Provided information: Begin

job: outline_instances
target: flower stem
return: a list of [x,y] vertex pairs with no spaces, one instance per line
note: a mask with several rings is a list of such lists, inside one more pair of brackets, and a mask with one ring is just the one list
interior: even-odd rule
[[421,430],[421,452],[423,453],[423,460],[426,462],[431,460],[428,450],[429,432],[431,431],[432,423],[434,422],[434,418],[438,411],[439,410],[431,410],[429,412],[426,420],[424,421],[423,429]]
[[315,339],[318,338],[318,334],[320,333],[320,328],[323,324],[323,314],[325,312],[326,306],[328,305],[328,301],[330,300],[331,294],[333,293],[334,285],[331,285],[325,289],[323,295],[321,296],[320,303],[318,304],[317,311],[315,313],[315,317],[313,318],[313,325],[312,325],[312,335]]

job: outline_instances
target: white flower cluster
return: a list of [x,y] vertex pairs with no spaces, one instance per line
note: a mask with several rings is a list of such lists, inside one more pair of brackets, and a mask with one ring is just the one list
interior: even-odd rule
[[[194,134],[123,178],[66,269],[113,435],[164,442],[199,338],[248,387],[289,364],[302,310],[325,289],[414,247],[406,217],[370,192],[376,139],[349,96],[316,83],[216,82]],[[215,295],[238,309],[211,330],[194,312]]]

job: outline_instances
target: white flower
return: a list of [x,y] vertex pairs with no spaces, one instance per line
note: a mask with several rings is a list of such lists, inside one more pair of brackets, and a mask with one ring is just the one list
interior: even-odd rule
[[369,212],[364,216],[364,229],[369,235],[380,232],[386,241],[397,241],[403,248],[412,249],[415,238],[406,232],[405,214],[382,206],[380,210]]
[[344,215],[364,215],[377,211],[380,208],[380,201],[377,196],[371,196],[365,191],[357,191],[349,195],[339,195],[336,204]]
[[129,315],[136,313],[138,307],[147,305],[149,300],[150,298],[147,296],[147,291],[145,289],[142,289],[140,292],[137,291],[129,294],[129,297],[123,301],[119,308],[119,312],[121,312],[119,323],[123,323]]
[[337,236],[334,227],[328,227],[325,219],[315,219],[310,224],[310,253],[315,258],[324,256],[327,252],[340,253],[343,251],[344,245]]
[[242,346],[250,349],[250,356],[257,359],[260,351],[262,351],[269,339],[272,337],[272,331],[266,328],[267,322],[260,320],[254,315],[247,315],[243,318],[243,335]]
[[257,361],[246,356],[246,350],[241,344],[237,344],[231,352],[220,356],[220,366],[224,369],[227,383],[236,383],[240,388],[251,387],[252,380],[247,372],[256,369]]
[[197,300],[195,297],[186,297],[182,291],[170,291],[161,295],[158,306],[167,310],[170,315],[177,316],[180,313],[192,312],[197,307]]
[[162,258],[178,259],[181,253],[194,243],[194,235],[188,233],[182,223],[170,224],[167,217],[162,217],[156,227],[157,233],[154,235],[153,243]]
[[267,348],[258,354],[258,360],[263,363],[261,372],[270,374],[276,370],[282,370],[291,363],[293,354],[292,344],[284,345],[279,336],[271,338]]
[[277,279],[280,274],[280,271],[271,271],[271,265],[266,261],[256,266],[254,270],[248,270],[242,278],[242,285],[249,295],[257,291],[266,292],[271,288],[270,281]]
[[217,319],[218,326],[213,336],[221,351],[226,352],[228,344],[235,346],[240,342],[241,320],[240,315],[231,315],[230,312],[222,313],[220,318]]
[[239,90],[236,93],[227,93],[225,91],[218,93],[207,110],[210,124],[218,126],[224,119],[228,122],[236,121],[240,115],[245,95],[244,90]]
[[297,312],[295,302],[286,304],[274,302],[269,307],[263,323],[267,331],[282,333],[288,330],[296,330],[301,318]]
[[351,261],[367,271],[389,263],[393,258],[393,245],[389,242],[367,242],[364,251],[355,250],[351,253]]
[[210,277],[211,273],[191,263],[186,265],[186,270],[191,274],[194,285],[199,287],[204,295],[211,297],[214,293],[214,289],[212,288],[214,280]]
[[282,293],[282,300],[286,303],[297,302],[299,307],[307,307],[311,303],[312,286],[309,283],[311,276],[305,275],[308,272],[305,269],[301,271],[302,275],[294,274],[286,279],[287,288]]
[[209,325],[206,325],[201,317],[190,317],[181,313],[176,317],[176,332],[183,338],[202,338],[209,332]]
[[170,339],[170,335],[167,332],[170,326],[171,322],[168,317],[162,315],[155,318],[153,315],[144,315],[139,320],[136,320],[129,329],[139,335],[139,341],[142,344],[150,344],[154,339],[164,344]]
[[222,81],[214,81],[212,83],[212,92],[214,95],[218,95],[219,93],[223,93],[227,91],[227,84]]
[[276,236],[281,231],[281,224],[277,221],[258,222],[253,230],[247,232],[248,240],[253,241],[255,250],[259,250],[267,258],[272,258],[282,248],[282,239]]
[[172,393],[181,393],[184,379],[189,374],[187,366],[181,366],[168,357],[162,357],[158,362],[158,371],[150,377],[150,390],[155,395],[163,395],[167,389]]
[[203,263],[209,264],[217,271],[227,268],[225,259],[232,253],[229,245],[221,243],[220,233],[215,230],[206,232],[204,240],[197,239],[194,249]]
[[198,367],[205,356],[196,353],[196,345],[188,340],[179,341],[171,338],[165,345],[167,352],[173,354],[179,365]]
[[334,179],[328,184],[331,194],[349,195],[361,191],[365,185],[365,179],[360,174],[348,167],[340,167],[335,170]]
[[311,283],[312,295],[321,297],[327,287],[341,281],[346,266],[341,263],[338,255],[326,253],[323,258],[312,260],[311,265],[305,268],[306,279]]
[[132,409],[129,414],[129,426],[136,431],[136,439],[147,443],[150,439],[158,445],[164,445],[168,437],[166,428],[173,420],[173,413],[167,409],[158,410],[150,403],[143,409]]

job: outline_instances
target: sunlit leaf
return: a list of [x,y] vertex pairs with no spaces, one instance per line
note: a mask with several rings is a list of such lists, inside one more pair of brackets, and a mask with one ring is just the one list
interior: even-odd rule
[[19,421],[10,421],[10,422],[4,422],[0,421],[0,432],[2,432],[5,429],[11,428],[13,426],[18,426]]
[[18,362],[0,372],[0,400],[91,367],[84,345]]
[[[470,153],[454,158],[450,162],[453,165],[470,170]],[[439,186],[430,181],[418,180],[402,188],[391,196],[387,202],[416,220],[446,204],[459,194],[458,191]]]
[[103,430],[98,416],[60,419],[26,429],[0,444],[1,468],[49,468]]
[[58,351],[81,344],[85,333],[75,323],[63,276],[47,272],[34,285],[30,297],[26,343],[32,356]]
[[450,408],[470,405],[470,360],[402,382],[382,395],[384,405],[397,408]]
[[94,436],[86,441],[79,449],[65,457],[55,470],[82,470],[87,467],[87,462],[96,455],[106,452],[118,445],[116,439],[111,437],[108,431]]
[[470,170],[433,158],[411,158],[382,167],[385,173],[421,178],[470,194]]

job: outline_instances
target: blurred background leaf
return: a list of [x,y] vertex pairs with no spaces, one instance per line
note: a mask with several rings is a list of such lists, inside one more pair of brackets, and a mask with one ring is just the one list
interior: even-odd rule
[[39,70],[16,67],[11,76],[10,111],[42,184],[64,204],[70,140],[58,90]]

Provided information: End

- Task description -
Copy each line of the records that has "target" in it.

- Exercise solution -
target: flower stem
target: white flower cluster
target: white flower
target: sunlit leaf
target: blurred background leaf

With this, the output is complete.